§ Document extract
..............................
As a continuation of a series of explanatory blog entries on RSS, today I wanted to explain how conventional RSS polling works.
Not Push
Remember first that RSS is not push. It's polling. The conventional way of implementing alert technology is via push because experience has taught us that push scales more effectively than polling. There were several attempts to create pushing protocols on the Internet, but they failed because network administrators were blocking incoming Internet connections to combat viruses. This is why RSS became so popular, because it broke through the firewalls by using polling. Finally, we had alerts on the Internet.
Once an Hour
Nobody ever told us how often to poll RSS news feeds, but most of the original RSS readers polled the feeds by default once every hour. This convention has persisted and even today many RSS aggregators continue to poll feeds once per hour. Based on my own evidence, the average RSS reader polls a feed about eight times per day. Why not 24 times? Because many RSS clients are native and only poll when the user is logged on or even active.
TTL
Beyond the once an hour rule, RSS does have a few elements that give the readers hints about when they should be polled. The first such hint was <ttl>. This was originally put into RSS in order to accommodate peer-to-peer clients like Morpheus. The idea was that the RSS feed could live in a P2P network for seconds equal to the <ttl> before it is re-fetched from source. Unfortunately, RSS never took off in the P2P world and P2P itself has struggled to stay alive. Some publishers and aggregators have started to use <ttl> as the default polling interval in place of the one hour default. In fact, aggregators that cache feeds on behalf of many readers should always respect the <ttl> as a ceiling for how long they are allowed to cache the feed before refreshing.
..............................
§ The data
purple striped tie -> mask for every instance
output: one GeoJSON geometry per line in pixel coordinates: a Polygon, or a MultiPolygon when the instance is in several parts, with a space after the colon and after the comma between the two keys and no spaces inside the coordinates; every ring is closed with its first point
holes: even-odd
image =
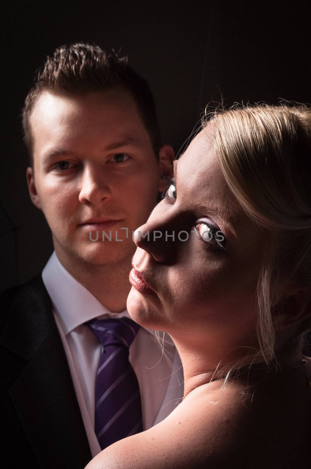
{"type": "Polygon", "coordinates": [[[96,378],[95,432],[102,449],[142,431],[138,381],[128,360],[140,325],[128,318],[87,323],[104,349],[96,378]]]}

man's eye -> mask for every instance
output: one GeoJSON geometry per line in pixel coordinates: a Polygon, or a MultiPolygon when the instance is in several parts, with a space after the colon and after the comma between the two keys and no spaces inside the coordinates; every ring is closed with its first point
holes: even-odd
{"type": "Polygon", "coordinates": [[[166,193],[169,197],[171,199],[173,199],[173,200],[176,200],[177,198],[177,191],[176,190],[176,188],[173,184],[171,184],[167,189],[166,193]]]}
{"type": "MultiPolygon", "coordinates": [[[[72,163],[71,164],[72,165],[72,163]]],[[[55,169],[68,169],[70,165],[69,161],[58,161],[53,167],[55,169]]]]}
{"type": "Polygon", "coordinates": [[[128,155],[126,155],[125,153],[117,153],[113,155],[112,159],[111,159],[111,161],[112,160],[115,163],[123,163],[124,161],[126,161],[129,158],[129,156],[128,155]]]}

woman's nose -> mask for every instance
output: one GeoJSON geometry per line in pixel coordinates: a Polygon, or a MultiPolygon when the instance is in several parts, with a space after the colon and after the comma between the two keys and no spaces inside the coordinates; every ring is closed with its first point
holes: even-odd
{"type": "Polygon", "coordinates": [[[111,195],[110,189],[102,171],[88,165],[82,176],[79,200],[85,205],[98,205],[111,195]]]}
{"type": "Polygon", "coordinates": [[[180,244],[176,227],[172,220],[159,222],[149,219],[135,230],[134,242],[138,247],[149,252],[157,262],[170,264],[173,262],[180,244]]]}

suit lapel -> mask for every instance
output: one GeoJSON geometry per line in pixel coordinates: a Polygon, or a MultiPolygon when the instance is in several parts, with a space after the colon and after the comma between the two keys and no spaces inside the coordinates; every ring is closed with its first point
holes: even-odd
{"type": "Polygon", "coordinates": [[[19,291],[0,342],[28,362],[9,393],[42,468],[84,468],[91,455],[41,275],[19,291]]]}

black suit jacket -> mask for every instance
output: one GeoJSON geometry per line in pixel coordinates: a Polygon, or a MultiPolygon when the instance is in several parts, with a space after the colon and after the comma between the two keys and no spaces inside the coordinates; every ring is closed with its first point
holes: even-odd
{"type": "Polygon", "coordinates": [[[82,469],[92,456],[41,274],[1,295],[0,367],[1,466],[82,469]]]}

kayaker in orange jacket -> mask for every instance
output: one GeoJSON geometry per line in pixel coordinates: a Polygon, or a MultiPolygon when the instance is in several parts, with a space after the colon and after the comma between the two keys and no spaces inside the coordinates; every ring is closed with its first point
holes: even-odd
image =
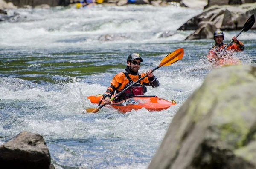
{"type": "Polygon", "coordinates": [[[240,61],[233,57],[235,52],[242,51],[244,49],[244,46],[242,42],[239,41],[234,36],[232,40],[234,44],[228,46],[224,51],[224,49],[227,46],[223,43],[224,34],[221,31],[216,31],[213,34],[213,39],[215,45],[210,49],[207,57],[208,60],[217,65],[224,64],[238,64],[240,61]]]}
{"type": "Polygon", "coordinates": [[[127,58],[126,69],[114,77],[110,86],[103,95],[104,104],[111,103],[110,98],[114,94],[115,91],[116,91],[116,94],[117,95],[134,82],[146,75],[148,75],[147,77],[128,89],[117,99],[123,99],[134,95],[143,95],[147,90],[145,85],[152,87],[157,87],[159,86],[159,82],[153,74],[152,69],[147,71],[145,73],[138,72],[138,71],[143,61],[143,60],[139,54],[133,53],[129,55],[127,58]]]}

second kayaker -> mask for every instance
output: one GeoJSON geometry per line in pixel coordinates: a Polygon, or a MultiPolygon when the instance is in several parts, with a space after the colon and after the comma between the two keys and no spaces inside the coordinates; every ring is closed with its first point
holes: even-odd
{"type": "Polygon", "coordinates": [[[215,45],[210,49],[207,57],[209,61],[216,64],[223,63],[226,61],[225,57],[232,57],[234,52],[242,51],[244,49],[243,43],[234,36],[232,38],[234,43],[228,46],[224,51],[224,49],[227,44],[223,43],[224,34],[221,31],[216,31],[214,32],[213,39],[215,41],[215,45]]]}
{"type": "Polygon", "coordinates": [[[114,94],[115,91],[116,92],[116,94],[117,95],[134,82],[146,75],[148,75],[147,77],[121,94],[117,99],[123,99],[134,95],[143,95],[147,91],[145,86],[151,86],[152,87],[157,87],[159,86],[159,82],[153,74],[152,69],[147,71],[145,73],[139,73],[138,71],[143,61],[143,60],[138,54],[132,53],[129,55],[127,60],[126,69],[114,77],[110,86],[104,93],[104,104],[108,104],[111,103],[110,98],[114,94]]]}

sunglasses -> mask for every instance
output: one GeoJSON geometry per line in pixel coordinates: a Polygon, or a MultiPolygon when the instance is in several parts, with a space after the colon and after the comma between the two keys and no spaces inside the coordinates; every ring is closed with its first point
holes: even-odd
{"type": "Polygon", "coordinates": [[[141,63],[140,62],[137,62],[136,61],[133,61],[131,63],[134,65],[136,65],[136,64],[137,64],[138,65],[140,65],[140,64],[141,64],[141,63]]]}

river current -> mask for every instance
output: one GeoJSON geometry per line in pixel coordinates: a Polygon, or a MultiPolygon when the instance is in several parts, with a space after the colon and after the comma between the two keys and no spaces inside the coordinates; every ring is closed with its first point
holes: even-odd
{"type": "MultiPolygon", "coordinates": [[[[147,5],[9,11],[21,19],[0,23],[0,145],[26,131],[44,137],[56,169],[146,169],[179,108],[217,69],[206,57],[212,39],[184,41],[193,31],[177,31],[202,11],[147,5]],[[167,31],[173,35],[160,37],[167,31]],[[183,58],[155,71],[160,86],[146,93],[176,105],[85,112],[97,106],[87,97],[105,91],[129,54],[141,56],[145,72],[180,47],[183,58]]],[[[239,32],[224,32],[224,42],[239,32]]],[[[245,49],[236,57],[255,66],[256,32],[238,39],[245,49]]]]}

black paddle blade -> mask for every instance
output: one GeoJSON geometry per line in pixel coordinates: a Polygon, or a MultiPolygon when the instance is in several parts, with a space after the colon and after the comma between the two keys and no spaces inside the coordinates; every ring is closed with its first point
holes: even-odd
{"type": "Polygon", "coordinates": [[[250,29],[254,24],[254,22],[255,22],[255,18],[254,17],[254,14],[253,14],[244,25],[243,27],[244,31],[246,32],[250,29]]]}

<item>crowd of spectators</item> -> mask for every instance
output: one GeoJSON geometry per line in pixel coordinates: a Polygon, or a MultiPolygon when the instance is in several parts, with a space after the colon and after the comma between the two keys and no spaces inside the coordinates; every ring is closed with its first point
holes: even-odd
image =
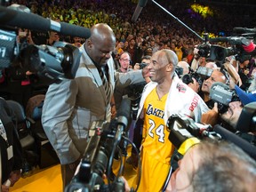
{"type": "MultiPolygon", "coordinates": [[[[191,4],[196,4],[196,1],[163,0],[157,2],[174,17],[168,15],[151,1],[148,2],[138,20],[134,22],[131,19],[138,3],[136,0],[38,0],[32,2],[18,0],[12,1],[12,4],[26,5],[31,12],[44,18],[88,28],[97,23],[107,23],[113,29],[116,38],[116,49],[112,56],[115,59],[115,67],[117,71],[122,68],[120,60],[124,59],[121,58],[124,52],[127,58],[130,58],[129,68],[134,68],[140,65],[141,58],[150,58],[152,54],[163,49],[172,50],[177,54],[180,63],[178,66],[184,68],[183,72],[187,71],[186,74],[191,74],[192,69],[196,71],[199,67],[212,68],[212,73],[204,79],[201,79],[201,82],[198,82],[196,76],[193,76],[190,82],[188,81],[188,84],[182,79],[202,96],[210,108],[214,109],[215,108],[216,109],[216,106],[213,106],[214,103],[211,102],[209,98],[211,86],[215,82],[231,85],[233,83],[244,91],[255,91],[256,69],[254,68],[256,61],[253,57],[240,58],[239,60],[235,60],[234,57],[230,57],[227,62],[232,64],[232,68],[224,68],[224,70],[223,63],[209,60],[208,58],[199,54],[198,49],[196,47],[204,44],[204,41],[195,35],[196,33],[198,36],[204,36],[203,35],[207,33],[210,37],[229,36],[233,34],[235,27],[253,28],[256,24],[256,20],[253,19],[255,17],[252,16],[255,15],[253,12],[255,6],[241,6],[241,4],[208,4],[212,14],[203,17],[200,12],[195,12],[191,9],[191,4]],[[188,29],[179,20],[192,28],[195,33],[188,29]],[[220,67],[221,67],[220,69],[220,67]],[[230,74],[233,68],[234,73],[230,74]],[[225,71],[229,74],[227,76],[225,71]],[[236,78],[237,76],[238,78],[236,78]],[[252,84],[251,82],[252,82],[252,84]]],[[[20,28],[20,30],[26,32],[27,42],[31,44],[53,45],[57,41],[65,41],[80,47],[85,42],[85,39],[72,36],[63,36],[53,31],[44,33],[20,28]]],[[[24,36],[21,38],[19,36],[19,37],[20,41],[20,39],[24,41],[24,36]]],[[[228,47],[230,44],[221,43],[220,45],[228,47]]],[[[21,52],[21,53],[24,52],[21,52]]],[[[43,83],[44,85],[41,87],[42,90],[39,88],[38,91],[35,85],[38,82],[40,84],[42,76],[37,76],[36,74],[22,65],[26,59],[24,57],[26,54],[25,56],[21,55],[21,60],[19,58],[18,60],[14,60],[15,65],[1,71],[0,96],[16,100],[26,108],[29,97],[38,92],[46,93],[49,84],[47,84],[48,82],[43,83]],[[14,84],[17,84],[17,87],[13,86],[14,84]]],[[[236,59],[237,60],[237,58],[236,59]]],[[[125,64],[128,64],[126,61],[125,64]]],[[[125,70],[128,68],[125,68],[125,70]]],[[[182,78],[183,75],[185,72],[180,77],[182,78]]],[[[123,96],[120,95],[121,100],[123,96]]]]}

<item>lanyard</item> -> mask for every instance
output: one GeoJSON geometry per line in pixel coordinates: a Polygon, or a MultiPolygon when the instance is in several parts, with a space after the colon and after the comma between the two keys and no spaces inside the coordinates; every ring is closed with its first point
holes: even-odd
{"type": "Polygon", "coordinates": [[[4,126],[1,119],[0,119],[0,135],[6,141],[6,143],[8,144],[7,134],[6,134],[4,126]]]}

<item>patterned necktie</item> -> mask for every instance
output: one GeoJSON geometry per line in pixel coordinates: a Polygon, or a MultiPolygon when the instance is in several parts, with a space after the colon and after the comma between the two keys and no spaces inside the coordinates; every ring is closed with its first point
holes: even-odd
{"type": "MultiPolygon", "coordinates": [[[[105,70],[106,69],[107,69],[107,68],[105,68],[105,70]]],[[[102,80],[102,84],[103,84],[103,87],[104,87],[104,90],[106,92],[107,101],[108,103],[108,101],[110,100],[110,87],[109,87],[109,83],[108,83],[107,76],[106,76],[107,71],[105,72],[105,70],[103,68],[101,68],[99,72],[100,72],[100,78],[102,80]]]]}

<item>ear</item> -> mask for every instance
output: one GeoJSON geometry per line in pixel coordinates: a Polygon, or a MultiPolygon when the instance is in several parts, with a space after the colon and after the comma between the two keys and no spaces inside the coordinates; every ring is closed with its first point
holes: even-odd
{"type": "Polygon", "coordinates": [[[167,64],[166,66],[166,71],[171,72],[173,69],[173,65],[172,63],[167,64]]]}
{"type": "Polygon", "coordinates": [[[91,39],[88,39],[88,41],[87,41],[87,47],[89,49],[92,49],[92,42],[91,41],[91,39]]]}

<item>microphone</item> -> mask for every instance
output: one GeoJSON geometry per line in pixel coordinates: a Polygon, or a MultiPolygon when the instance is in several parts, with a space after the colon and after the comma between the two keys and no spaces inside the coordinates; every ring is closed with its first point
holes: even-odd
..............................
§ Work instruction 1
According to the RSS polling text, about how often does the average RSS reader poll a feed each day?
§ Work instruction 2
Say whether each statement agrees with the RSS polling text, answering yes or no and quoting the deciding words:
(a) RSS delivers alerts by push rather than by polling.
(b) The <ttl> element was first added to RSS to accommodate peer-to-peer clients.
(c) Most of the original RSS readers polled feeds once every hour by default.
§ Work instruction 3
Carry on the RSS polling text from its last sentence.

§ Task result 1
About eight times per day.

§ Task result 2
(a) No: "Remember first that RSS is not push. It's polling."
(b) Yes: "This was originally put into RSS in order to accommodate peer-to-peer clients like Morpheus."
(c) Yes: "most of the original RSS readers polled the feeds by default once every hour."

§ Task result 3
skipHours and skipDays
Two other elements that affect how often a feed is polled are skipHours and skipDays. Unfortunately, these elements are rarely implemented or respected. Their application is obvious, but there are holes in the implementation. Theses element will contain a list of <day> and <hour> elements when RSS client should avoid taxing the source will excessive polls. The issues behind the elements are too confusing to be covered in this blog entry. I'll discuss them later in a separate entry. Just remember, these elements are rarely used or respected, so I would worry too much about implementing it perfectly in your own RSS application.
Weblogs.com
The last method that I'll discuss here was a key part of the early blogosphere. A website was created by Dave Winer that aggregates data of which blogs were recently updated. The website is called Weblogs.com. Millions of blogs and RSS feeds are pinging this website each and every time they are updated. An aggregator that is polling a lot of feeds should pull the shortChanges.xml file on this website to determine which blogs have been recently updated. You can poll this file about once every 5 minutes for best results. The shortChanges file will contain a list of blogs that have been updated in the last 5 minutes. You can also pull the changes.xml file on this website once every hour. This changes file contains a list of blogs that have been updated in the last hour.
If you are writing a RSS aggregator, then I hope you'll take advantage of these techniques to better your software's behaviour for polling news feeds and reduce your bandwidth. Now go code something.